## start

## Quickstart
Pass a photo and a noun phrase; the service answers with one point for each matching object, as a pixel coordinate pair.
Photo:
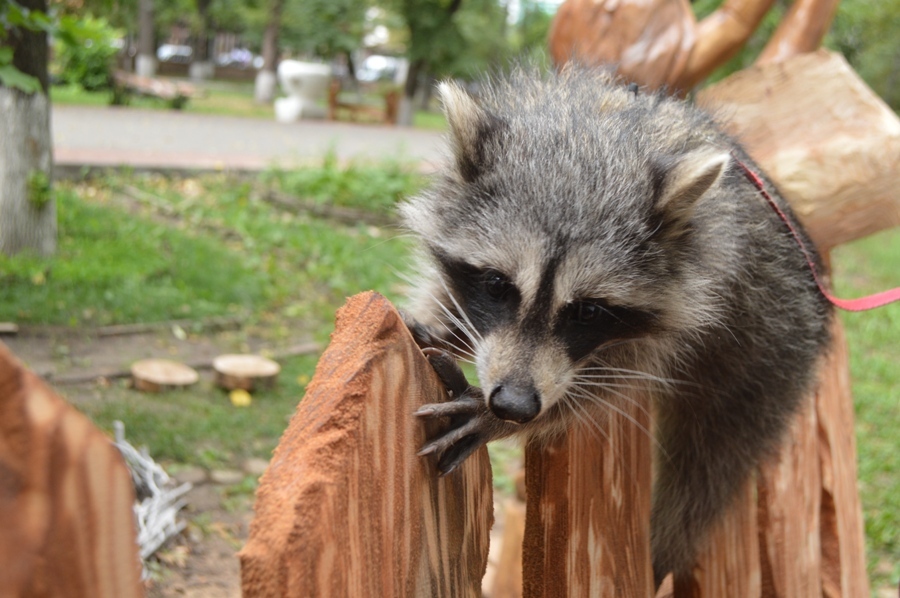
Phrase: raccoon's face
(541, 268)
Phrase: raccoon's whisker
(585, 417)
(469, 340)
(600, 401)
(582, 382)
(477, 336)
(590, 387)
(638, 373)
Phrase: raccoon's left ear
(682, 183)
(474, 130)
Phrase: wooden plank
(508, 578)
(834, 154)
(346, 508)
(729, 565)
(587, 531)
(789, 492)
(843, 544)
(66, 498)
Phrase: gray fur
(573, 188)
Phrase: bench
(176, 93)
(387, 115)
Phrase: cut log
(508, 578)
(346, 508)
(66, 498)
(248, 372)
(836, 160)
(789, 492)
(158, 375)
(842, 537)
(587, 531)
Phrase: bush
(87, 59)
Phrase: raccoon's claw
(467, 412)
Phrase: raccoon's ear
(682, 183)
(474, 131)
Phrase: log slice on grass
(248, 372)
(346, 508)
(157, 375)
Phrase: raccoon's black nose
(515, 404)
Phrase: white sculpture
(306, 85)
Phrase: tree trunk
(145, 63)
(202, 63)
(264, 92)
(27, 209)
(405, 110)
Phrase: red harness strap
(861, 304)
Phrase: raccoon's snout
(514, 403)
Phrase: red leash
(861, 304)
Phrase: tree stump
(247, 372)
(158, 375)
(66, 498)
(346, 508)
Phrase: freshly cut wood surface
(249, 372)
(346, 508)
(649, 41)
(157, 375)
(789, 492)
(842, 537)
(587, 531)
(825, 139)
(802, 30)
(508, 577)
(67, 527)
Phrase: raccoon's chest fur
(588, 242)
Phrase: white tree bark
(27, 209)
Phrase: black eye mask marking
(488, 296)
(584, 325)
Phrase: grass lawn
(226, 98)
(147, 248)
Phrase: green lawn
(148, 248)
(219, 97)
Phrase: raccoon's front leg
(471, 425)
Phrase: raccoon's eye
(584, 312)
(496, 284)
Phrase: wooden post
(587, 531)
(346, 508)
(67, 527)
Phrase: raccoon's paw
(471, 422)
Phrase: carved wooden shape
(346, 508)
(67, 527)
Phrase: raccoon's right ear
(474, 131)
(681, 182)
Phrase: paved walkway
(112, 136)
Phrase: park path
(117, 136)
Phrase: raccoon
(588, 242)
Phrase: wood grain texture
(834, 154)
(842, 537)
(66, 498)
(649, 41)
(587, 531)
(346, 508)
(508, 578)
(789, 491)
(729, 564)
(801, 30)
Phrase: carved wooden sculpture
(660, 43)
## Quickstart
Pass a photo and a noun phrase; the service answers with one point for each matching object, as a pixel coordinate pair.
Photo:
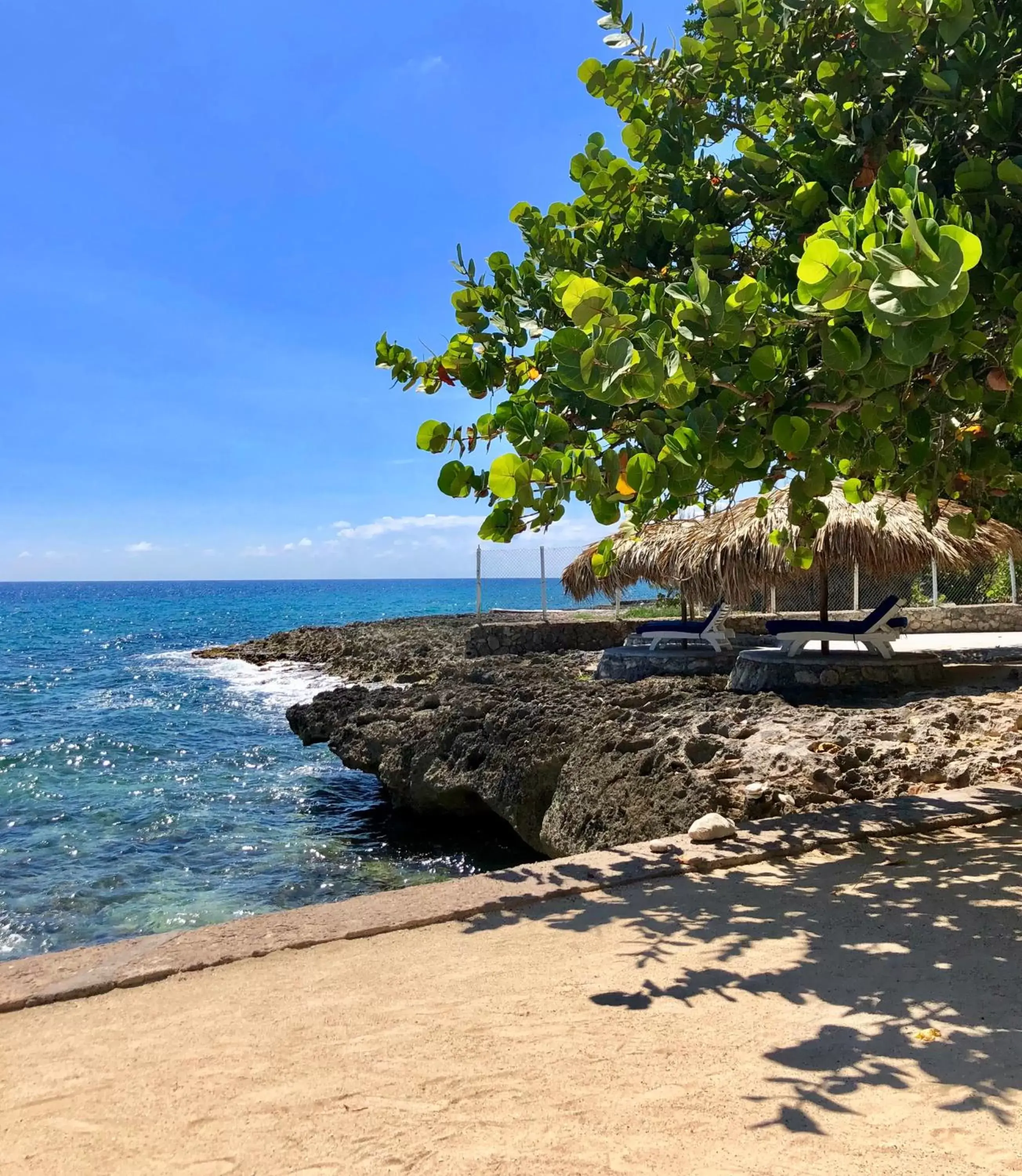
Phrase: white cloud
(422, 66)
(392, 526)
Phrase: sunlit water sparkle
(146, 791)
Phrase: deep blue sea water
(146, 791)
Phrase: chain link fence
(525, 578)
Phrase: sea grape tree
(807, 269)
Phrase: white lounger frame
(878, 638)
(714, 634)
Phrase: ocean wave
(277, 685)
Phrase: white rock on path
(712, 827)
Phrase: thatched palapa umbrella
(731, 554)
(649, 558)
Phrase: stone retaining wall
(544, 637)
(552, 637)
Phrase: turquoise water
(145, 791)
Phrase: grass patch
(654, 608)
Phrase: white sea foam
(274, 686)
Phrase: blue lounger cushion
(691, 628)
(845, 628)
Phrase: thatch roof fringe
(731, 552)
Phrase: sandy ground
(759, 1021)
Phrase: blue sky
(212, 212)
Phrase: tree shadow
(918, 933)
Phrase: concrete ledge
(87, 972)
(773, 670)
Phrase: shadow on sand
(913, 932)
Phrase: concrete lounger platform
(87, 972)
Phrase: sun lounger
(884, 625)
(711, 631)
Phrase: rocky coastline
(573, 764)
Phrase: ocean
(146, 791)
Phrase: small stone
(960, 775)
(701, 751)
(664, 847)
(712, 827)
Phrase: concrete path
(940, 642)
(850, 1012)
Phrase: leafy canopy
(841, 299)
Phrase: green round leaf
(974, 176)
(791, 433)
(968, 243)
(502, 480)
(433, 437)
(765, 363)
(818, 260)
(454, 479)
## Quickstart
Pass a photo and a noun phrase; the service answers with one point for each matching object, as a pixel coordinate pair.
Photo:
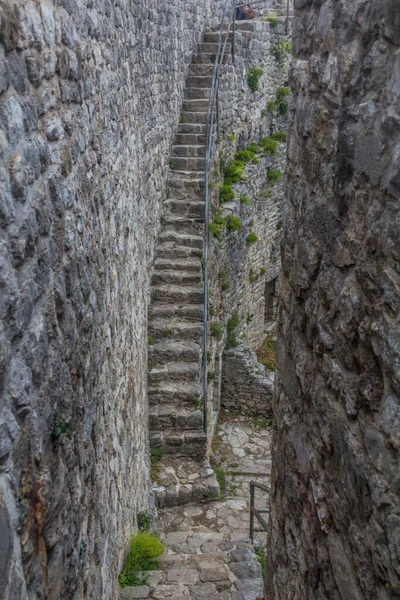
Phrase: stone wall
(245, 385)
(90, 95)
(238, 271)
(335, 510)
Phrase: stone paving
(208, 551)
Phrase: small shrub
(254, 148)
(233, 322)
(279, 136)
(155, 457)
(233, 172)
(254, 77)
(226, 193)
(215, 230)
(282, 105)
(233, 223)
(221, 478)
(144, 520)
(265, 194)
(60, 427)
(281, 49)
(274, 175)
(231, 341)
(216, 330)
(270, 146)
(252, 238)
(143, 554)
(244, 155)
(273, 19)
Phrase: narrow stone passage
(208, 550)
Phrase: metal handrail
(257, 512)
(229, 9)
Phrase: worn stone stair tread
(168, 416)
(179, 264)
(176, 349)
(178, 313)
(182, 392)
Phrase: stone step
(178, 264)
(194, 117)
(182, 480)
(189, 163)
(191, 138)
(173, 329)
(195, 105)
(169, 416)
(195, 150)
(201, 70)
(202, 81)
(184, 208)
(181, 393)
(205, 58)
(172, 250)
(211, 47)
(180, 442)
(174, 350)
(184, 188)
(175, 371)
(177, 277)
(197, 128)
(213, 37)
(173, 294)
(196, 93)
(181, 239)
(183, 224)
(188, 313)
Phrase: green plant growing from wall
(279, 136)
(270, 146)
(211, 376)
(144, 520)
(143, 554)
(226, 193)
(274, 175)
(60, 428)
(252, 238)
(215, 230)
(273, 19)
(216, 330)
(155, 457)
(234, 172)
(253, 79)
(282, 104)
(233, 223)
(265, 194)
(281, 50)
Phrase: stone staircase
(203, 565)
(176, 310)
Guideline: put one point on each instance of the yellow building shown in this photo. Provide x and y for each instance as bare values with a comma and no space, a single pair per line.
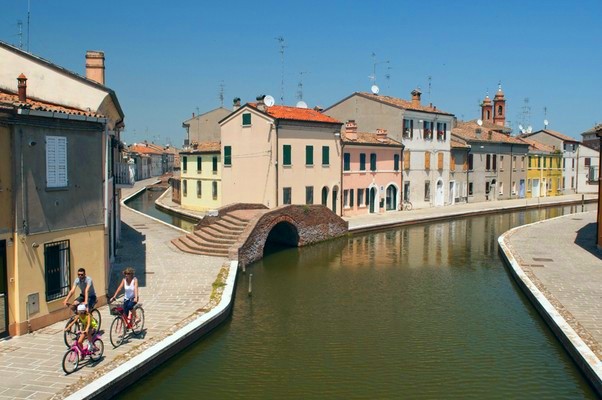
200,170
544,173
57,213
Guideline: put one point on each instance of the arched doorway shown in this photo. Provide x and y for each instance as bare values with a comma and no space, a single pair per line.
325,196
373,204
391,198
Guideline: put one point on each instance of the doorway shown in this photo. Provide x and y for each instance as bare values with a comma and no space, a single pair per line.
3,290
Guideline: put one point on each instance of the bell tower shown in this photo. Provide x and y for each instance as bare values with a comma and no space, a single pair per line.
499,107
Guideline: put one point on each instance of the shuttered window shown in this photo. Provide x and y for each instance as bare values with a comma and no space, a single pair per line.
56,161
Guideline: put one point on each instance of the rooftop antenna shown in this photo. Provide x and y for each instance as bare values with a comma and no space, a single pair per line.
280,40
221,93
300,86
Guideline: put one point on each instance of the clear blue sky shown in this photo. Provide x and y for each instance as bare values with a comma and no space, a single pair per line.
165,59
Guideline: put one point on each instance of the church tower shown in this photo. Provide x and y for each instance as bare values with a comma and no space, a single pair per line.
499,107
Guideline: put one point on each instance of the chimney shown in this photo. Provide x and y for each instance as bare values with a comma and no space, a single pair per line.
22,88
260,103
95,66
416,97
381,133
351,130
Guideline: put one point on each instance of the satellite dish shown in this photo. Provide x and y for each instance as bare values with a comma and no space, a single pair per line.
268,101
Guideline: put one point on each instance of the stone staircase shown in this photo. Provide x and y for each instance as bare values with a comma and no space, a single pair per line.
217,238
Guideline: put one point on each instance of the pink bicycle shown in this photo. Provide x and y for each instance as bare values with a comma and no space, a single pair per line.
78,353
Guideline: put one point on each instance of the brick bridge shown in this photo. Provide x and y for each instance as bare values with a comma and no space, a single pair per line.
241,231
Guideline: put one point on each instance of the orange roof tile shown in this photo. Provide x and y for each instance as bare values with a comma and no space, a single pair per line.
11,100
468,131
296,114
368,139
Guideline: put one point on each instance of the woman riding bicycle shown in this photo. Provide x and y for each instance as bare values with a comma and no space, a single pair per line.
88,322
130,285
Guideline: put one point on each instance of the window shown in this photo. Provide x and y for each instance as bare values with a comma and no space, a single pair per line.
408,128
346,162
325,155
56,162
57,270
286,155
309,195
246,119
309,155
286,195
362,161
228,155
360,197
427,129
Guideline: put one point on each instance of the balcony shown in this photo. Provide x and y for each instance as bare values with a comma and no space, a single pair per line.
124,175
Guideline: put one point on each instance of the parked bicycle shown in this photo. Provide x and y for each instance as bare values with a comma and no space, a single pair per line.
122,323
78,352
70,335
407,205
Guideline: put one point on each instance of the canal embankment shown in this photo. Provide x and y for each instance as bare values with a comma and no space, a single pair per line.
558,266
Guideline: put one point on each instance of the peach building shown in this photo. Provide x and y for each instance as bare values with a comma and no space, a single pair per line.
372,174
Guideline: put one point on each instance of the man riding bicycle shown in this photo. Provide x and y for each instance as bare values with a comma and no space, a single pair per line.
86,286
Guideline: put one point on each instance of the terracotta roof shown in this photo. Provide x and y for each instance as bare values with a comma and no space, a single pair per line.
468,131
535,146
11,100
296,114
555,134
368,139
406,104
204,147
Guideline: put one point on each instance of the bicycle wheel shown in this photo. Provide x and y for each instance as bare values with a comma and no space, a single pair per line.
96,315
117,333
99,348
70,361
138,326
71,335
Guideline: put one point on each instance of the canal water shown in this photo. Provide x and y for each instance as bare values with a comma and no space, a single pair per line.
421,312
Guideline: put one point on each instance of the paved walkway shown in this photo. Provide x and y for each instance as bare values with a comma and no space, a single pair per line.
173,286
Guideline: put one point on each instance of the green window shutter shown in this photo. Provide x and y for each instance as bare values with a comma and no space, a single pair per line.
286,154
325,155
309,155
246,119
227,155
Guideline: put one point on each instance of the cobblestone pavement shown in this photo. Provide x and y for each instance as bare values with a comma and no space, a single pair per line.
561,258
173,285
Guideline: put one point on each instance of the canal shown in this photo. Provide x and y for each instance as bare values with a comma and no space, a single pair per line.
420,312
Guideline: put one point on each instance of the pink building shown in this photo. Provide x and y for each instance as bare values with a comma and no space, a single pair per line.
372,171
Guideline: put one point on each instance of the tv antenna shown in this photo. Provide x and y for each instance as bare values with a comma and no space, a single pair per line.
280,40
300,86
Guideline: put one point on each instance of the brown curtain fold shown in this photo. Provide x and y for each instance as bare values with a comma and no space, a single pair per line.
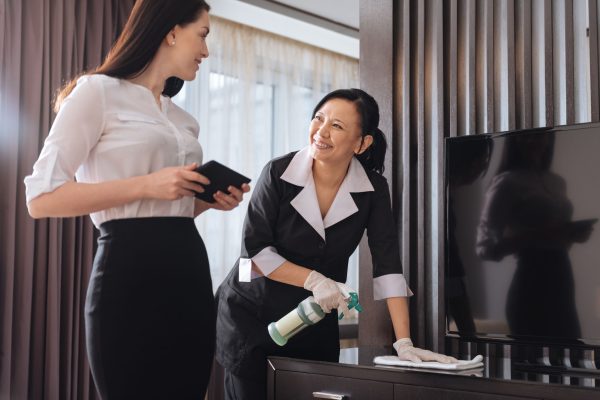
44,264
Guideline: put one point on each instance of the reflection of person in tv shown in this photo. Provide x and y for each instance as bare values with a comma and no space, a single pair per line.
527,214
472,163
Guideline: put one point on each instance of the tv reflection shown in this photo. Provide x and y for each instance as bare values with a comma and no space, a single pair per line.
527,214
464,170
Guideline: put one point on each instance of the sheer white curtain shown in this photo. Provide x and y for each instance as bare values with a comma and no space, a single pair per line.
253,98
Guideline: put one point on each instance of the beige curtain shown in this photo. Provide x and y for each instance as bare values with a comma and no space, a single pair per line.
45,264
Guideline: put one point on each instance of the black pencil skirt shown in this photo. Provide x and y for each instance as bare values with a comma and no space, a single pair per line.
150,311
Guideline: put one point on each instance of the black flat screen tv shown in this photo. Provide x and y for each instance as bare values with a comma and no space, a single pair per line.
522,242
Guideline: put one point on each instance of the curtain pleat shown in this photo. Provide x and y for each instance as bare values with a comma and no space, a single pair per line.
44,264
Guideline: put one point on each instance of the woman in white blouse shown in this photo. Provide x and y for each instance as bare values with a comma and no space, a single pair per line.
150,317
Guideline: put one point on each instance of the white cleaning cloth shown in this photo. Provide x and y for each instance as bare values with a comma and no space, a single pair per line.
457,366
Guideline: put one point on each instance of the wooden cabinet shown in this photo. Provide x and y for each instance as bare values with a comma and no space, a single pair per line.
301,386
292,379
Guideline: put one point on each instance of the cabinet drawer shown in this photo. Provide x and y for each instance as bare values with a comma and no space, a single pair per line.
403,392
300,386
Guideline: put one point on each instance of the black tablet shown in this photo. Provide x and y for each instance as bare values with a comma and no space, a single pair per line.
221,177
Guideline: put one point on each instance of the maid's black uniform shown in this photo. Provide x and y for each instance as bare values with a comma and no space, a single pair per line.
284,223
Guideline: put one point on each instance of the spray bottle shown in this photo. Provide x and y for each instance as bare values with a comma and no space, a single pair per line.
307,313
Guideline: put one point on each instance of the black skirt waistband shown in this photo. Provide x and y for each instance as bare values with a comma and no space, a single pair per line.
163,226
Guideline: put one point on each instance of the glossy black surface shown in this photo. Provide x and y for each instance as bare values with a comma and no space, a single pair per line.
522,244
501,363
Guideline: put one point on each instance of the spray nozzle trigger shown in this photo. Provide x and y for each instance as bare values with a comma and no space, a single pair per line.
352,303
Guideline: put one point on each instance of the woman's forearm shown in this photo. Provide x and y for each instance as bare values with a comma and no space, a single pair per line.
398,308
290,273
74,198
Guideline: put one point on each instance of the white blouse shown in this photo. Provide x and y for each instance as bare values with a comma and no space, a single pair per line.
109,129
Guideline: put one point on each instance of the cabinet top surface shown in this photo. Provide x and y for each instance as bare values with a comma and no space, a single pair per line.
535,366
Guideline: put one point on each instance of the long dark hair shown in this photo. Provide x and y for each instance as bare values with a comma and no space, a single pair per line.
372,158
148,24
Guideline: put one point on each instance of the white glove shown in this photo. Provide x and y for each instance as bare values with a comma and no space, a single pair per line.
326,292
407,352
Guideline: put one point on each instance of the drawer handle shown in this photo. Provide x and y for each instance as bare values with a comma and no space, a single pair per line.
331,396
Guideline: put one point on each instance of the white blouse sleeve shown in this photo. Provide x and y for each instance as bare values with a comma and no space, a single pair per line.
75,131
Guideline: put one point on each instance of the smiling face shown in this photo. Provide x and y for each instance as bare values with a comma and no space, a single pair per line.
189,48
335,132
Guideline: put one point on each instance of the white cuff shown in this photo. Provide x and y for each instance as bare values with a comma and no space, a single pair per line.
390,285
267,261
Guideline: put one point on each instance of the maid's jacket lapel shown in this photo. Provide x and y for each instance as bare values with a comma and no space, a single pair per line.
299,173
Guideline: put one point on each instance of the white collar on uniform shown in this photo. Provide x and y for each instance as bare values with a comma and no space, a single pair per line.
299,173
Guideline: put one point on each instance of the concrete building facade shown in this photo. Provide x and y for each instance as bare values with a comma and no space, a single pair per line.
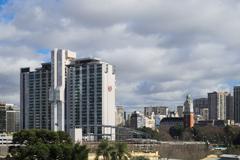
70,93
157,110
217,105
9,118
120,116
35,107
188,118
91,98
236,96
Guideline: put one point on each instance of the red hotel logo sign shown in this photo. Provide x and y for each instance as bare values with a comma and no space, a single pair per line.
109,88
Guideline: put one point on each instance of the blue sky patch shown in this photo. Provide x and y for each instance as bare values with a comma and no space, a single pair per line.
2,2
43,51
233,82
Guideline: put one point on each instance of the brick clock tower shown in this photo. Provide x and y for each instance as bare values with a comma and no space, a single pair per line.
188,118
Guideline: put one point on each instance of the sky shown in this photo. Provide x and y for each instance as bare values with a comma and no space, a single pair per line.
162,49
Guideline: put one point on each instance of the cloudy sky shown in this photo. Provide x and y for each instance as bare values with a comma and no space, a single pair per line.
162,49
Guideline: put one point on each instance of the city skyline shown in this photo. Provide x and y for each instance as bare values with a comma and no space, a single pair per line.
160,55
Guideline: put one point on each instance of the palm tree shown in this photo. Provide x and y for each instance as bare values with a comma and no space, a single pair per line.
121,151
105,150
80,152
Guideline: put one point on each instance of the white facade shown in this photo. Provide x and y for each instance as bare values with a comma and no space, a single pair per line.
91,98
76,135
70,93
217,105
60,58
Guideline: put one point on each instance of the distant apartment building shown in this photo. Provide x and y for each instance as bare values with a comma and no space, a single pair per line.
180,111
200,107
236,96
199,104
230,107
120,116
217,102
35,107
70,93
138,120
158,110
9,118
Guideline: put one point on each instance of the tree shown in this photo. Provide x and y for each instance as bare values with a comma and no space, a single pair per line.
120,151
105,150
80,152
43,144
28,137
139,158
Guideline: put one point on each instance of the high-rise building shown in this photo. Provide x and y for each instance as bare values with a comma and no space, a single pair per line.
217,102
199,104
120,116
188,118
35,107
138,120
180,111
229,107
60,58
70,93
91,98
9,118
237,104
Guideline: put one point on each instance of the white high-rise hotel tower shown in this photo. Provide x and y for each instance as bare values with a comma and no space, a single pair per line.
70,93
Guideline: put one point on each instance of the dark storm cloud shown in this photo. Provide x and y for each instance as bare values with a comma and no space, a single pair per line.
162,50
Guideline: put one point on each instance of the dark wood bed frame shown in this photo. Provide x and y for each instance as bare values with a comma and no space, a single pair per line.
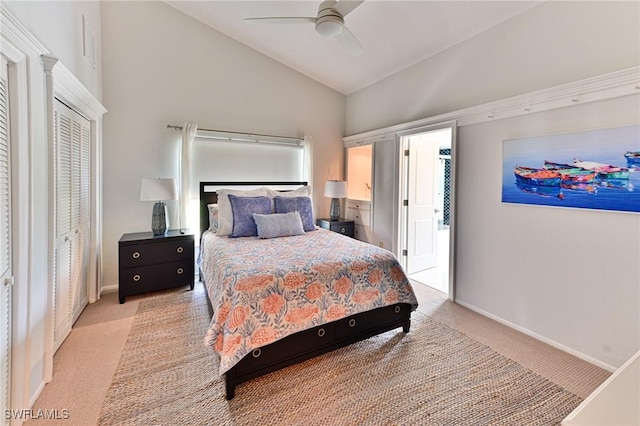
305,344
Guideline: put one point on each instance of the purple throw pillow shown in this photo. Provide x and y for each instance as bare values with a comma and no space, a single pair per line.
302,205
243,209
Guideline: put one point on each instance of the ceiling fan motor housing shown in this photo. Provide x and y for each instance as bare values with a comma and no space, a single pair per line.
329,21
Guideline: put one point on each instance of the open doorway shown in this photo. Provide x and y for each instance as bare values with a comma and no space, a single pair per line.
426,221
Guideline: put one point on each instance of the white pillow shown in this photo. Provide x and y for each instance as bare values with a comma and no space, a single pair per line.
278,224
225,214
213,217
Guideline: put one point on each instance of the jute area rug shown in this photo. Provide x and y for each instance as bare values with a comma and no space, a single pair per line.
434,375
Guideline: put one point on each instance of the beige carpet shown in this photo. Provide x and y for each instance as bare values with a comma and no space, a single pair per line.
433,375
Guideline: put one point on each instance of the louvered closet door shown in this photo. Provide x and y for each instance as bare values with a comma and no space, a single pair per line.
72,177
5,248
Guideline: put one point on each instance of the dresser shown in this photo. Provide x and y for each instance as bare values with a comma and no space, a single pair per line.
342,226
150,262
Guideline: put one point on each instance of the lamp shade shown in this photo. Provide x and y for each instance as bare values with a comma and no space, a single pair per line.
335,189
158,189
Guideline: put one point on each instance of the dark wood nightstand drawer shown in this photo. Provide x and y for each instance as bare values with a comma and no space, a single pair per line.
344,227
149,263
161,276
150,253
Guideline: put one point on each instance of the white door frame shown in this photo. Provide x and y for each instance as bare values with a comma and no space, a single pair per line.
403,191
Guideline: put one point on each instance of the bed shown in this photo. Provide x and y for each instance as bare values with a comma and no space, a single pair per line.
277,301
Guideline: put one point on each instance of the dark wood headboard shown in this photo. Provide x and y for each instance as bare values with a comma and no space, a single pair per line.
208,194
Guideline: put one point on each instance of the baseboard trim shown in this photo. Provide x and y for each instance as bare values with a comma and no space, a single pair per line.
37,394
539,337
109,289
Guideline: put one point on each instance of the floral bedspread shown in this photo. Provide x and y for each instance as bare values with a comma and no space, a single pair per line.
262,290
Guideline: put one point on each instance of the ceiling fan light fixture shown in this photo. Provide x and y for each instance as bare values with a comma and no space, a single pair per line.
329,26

## end

* [Problem to work on]: Begin with the line that contains "Guideline: put one point on each instance of the baseboard" and end with the last line of the records; set down every line in that span exactly, and nothing else.

* [Final answer]:
Guideline: put one point on each instance of the baseboard trim shown in this photo. Provide x and y for each instance as bare values with a comma and no space, a single pair per line.
37,394
539,337
109,289
Guideline: put one point on each instance of the floral bedspread shown in this photo. Provide x and y for each instance as bare values with a comma and no space, a single pair per line.
262,290
Guideline: put one point on each instance of the ceiling fan light fixture shown in this photo. Provide x and y for each instance as bare values with a comma and no space, a single pair per line.
329,26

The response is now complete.